■ Goal of the exercise ■
Revise the stretch of entries from the line containing "like x=419 y=486." through the line containing "x=934 y=365" by changing "license plate" to "registration plate" and leaving everything else as it is. Return only those lines.
──────────
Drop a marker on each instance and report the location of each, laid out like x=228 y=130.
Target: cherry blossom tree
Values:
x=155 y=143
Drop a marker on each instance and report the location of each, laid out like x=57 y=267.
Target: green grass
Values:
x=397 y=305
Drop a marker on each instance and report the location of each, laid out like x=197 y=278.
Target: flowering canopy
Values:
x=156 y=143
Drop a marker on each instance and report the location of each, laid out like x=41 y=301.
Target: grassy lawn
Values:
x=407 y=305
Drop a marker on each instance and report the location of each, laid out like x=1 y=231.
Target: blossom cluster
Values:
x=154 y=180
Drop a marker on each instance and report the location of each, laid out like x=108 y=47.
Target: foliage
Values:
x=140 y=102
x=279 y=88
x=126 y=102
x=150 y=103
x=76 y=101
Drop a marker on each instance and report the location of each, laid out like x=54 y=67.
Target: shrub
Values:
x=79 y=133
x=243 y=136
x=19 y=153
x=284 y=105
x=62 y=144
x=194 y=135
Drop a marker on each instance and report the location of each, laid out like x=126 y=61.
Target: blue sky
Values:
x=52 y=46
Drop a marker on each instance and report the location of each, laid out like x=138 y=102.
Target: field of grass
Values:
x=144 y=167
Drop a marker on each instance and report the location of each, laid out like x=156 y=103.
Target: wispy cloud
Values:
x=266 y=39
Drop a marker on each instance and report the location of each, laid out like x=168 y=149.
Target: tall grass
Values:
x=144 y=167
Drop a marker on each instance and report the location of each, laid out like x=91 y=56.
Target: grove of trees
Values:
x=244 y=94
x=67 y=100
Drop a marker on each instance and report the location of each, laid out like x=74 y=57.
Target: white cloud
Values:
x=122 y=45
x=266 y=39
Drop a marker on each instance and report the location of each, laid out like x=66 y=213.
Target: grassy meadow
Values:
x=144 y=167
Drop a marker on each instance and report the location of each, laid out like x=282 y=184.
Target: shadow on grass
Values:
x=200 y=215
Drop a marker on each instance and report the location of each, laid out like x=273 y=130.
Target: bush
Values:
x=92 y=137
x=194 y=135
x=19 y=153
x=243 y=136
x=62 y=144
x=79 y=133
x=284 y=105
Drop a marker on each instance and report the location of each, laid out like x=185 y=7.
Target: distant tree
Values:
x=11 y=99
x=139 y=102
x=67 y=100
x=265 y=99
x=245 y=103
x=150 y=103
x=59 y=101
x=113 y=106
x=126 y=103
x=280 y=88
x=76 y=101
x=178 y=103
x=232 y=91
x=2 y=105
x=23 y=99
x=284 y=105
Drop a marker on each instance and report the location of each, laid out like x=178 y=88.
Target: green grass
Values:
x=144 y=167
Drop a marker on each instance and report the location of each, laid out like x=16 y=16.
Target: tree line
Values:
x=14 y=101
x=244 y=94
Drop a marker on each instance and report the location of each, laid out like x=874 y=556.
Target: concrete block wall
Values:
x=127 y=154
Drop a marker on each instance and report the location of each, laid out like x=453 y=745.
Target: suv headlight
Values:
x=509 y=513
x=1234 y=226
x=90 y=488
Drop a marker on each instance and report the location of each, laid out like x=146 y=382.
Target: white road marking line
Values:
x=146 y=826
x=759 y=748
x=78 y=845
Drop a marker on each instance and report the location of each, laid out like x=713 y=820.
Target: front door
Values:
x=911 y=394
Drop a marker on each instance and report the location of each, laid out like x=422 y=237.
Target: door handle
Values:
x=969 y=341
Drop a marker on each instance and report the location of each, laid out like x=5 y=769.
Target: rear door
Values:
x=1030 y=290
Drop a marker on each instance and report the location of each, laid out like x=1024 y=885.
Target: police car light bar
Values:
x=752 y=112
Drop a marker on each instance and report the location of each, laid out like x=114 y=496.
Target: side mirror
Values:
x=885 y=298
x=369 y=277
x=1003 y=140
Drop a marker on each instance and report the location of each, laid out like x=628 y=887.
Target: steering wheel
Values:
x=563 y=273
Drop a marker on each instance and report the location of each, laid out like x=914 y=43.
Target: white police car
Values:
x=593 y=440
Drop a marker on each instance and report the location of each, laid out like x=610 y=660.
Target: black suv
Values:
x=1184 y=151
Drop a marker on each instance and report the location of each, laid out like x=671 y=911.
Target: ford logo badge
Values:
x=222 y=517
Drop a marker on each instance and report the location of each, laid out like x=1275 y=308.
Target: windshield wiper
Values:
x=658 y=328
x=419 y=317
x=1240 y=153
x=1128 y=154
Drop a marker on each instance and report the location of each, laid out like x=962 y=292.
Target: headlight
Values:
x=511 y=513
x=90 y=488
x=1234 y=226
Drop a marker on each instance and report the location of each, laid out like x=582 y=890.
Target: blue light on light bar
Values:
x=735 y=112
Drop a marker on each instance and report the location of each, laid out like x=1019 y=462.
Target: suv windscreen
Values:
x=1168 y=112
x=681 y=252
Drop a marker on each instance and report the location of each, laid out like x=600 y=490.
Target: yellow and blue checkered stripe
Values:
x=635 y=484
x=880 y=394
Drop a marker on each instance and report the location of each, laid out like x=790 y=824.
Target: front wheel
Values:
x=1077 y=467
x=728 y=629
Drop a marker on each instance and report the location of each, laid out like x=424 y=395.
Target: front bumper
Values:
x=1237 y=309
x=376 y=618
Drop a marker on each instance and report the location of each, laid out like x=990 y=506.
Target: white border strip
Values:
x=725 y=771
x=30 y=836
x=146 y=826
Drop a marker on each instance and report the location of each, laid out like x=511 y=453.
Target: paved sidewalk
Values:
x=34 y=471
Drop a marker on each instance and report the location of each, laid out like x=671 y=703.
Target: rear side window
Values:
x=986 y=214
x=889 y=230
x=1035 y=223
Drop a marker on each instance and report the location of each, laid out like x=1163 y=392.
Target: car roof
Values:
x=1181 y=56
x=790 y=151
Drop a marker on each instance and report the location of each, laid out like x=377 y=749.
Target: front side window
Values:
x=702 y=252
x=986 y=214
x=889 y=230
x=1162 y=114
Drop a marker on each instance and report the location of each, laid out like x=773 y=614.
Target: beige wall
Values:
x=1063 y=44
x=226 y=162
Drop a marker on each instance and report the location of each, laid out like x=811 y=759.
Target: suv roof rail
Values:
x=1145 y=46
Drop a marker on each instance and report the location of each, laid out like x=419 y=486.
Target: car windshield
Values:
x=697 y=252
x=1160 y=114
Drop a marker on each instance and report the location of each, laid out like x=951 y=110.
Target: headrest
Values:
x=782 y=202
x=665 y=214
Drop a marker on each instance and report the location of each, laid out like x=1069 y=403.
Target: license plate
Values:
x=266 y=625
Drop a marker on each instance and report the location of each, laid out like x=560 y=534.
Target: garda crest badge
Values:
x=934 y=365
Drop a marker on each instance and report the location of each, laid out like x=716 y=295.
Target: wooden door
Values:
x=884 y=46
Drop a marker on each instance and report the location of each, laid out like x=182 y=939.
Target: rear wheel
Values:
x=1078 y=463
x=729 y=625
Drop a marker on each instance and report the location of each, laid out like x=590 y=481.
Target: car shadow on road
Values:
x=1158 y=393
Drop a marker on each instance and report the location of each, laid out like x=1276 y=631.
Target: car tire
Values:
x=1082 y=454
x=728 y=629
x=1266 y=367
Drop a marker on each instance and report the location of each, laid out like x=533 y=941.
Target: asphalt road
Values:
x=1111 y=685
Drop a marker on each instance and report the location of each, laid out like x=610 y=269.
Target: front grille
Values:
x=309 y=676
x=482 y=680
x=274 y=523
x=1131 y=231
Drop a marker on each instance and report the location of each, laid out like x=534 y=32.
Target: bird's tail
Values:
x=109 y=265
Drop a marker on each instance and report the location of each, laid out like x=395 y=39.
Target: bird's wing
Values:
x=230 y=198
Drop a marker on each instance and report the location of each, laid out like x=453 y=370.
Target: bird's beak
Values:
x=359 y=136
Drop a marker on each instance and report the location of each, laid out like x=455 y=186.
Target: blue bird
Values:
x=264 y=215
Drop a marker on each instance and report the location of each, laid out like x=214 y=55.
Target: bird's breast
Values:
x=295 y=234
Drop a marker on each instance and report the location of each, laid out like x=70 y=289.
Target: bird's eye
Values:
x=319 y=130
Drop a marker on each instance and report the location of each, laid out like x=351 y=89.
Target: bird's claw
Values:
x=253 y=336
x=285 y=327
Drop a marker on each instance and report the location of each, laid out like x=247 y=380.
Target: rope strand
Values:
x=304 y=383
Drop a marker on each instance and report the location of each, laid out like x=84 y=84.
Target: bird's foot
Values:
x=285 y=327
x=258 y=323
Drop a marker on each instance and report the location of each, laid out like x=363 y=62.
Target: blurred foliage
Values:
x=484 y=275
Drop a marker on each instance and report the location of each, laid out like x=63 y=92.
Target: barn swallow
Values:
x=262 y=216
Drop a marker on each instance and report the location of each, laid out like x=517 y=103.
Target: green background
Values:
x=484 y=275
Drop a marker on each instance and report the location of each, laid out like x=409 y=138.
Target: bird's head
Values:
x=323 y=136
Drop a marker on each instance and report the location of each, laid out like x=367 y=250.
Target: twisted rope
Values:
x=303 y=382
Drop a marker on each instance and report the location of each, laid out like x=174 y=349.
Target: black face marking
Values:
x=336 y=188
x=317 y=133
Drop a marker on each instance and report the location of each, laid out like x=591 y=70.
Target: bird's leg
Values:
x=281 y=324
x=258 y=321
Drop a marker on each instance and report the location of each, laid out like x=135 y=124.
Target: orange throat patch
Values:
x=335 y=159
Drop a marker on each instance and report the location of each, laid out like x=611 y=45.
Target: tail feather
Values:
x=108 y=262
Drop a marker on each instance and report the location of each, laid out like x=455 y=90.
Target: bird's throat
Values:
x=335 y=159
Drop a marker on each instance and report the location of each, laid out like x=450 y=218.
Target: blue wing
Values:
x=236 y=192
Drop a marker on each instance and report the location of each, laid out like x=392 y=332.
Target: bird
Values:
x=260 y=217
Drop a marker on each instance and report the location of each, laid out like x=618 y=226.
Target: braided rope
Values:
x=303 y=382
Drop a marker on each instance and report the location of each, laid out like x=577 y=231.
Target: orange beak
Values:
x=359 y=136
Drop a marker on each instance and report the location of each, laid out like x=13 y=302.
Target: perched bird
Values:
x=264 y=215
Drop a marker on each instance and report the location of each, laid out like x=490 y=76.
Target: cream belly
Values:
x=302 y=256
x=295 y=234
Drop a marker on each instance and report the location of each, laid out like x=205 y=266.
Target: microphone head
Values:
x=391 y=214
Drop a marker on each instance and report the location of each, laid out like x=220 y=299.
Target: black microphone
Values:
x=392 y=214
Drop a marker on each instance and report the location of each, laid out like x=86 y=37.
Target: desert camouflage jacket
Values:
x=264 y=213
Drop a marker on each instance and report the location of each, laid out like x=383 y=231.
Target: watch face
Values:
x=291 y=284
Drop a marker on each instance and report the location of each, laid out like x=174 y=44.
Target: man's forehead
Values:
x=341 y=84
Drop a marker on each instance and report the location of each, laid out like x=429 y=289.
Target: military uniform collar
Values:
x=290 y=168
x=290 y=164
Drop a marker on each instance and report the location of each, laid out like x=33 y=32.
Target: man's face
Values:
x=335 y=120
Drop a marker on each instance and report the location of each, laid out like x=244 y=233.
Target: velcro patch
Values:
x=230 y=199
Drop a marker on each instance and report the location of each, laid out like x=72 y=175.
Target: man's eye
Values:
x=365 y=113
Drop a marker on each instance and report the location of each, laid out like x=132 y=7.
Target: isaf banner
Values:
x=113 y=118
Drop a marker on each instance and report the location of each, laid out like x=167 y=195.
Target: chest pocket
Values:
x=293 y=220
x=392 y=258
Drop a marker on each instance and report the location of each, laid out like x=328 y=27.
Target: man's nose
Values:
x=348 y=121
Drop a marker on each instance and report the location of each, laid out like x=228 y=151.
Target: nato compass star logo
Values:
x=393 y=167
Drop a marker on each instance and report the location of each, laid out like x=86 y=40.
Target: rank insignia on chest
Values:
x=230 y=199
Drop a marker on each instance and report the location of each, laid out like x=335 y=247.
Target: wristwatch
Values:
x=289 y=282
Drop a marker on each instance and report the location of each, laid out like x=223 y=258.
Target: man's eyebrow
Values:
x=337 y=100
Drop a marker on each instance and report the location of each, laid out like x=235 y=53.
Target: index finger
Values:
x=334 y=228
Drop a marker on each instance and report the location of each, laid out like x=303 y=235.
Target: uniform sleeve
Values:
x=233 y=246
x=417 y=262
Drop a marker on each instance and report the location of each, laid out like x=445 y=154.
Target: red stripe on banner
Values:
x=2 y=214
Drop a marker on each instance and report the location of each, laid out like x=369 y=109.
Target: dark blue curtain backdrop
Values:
──────────
■ Written response ■
Drop a marker on each instance and report the location of each, laid out like x=419 y=486.
Target: car windshield
Values:
x=697 y=252
x=1160 y=114
Drop a marker on each instance and report the location of each, laid out like x=951 y=110.
Target: headrest
Values:
x=782 y=202
x=665 y=214
Drop a marker on each instance and report the location of each, laid out like x=1069 y=403.
Target: registration plate
Values:
x=266 y=625
Drop a marker on each instance and report the location of each, laid out like x=560 y=534.
Target: garda crest badge
Values:
x=934 y=365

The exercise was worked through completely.